» WHAT IS ASKED
Pull out the material below word for word, beginning at the line that has "In this exercise you will mark every instance of the baja" and stopping after the line that has "pixel 140 56". Give only those lines.

» EXERCISE INPUT
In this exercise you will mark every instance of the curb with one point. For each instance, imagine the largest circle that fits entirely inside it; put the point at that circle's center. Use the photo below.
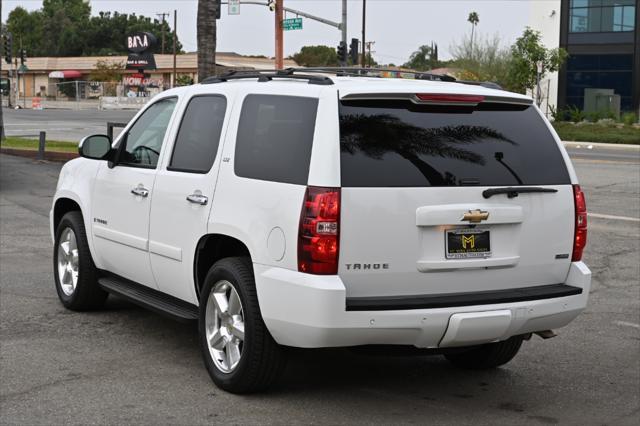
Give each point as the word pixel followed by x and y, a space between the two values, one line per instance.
pixel 620 146
pixel 50 155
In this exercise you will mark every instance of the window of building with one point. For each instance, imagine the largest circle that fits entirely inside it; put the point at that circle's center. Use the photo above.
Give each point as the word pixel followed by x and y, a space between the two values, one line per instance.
pixel 597 16
pixel 600 72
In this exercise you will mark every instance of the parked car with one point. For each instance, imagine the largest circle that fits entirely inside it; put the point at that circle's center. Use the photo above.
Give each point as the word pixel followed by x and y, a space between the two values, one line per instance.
pixel 311 210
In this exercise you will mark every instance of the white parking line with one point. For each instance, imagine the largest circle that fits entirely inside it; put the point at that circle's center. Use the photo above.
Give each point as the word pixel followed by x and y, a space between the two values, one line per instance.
pixel 612 217
pixel 627 324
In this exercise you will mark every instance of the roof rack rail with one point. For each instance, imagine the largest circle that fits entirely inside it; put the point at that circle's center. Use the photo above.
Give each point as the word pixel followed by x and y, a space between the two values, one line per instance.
pixel 375 72
pixel 268 75
pixel 309 75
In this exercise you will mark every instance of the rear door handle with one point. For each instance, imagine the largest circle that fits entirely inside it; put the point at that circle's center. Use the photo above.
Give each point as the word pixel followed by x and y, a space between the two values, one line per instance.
pixel 198 199
pixel 140 191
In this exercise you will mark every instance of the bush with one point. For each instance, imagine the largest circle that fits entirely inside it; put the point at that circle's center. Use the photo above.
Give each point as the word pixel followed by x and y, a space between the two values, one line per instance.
pixel 575 114
pixel 557 114
pixel 629 118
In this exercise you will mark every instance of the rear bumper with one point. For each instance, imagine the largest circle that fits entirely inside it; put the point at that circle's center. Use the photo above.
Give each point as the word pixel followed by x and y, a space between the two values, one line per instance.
pixel 310 311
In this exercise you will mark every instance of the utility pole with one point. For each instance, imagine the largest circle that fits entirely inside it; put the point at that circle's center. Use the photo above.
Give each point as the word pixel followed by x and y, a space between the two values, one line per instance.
pixel 364 20
pixel 175 36
pixel 279 15
pixel 344 23
pixel 162 15
pixel 369 44
pixel 16 81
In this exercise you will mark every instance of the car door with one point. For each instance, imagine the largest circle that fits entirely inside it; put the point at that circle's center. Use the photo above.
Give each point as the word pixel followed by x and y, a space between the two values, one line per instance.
pixel 183 194
pixel 122 196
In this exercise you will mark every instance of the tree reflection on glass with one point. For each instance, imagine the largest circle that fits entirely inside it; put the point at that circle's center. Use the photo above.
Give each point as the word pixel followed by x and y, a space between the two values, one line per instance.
pixel 378 134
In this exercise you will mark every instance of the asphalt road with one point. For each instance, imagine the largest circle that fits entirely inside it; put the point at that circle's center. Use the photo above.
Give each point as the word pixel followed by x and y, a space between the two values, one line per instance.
pixel 62 124
pixel 127 365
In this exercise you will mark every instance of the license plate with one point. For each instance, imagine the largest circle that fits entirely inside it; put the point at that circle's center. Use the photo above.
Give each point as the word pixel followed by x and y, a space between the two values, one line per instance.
pixel 467 243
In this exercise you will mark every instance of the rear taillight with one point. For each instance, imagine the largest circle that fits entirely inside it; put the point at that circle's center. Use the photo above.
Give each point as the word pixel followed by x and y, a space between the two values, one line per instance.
pixel 319 232
pixel 580 238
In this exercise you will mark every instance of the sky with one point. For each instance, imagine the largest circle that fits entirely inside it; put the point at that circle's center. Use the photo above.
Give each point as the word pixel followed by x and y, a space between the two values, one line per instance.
pixel 398 27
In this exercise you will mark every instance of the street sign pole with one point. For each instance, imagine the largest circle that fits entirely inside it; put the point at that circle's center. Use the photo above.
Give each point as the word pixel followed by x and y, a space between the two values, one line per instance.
pixel 343 28
pixel 279 36
pixel 233 7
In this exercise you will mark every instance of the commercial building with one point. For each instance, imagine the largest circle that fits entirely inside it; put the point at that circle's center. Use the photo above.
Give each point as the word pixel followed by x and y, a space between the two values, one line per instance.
pixel 602 38
pixel 47 77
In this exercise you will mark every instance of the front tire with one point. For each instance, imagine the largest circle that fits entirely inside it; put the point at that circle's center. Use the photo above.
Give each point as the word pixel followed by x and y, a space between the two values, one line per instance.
pixel 238 350
pixel 74 272
pixel 490 355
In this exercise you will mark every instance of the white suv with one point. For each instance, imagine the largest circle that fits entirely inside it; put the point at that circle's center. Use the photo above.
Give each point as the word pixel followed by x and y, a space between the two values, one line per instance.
pixel 316 210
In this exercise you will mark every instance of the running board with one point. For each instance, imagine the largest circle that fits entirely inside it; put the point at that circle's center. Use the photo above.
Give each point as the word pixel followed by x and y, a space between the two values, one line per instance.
pixel 149 298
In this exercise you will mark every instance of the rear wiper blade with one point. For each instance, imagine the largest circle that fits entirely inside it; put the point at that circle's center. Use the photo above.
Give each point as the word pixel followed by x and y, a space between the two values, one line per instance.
pixel 513 191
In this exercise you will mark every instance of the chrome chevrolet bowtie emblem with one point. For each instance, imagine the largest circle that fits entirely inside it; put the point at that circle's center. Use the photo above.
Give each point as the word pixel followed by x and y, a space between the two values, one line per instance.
pixel 475 216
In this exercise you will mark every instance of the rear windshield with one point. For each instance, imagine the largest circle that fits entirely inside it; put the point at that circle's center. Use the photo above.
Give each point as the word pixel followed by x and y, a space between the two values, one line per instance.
pixel 400 144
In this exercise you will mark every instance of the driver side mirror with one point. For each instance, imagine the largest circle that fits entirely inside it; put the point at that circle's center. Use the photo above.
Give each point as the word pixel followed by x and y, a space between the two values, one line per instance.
pixel 96 147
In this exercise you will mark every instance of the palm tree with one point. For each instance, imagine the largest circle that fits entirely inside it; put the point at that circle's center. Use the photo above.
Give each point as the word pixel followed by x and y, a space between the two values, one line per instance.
pixel 207 11
pixel 473 19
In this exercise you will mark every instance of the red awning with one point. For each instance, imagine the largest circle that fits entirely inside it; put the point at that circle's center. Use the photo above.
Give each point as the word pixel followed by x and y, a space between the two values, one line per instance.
pixel 65 74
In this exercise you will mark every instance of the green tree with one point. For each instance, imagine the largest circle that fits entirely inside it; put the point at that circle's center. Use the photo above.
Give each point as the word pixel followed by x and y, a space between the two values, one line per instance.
pixel 107 33
pixel 26 28
pixel 107 71
pixel 527 52
pixel 65 28
pixel 316 56
pixel 423 59
pixel 473 19
pixel 491 60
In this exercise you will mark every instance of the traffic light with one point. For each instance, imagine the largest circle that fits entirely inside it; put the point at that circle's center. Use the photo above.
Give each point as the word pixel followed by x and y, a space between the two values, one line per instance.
pixel 342 52
pixel 353 50
pixel 8 47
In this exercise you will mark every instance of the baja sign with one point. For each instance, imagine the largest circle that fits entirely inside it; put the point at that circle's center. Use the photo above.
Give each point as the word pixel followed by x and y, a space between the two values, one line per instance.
pixel 139 42
pixel 140 56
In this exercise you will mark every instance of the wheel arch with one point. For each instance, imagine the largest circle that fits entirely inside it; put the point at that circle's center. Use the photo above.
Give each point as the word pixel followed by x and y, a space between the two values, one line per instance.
pixel 62 206
pixel 210 249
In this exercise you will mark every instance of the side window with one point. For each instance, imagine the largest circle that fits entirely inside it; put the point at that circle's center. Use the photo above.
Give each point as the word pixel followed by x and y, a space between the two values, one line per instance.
pixel 275 135
pixel 144 139
pixel 199 135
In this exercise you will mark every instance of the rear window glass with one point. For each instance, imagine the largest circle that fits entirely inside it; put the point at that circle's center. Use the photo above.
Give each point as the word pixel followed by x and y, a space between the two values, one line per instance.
pixel 275 136
pixel 400 144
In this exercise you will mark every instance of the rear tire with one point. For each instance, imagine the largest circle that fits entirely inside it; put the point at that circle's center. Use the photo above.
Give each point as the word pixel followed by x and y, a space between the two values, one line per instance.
pixel 74 272
pixel 487 356
pixel 238 350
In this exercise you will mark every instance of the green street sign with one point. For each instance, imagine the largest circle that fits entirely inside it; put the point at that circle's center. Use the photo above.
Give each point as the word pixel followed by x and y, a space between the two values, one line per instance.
pixel 292 24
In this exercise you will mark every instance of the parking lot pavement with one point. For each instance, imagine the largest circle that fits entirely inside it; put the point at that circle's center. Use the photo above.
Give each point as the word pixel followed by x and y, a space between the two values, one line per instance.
pixel 61 124
pixel 127 365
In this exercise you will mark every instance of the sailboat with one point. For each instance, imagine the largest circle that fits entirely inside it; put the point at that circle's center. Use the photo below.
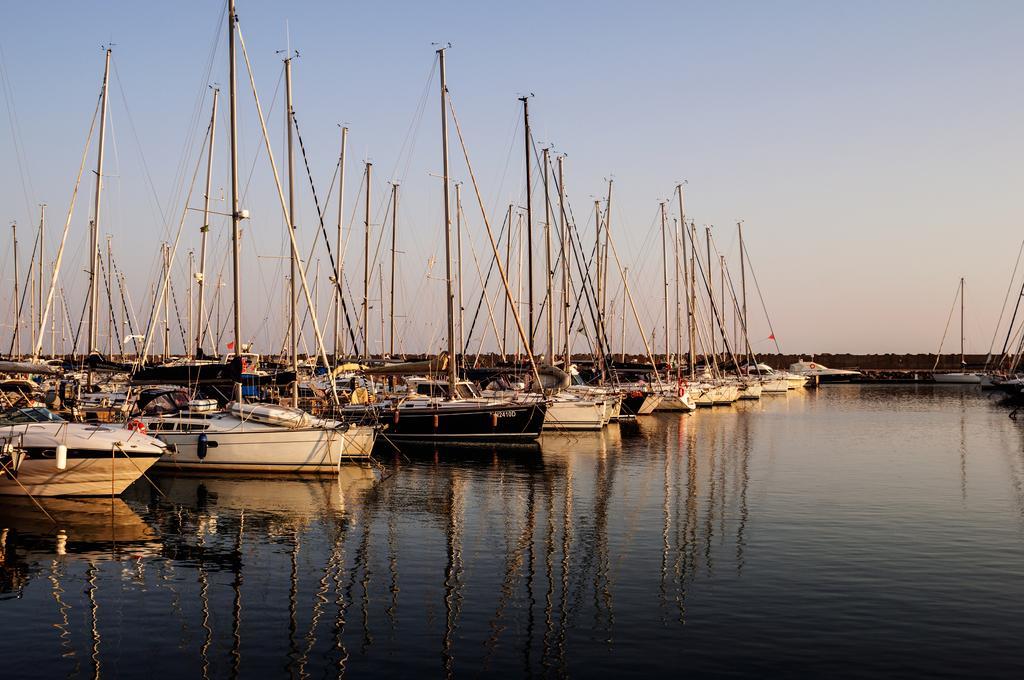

» FULL ANSWER
In this exercise you will mark every instance of the baja sign with one point. For each instance, imagine the largest circle that fits entirely inside it; put the point at that circle's center. Use the photo above.
Give each point as the word pixel followed by x and y, a space between the two values, one line per instance.
pixel 139 42
pixel 140 56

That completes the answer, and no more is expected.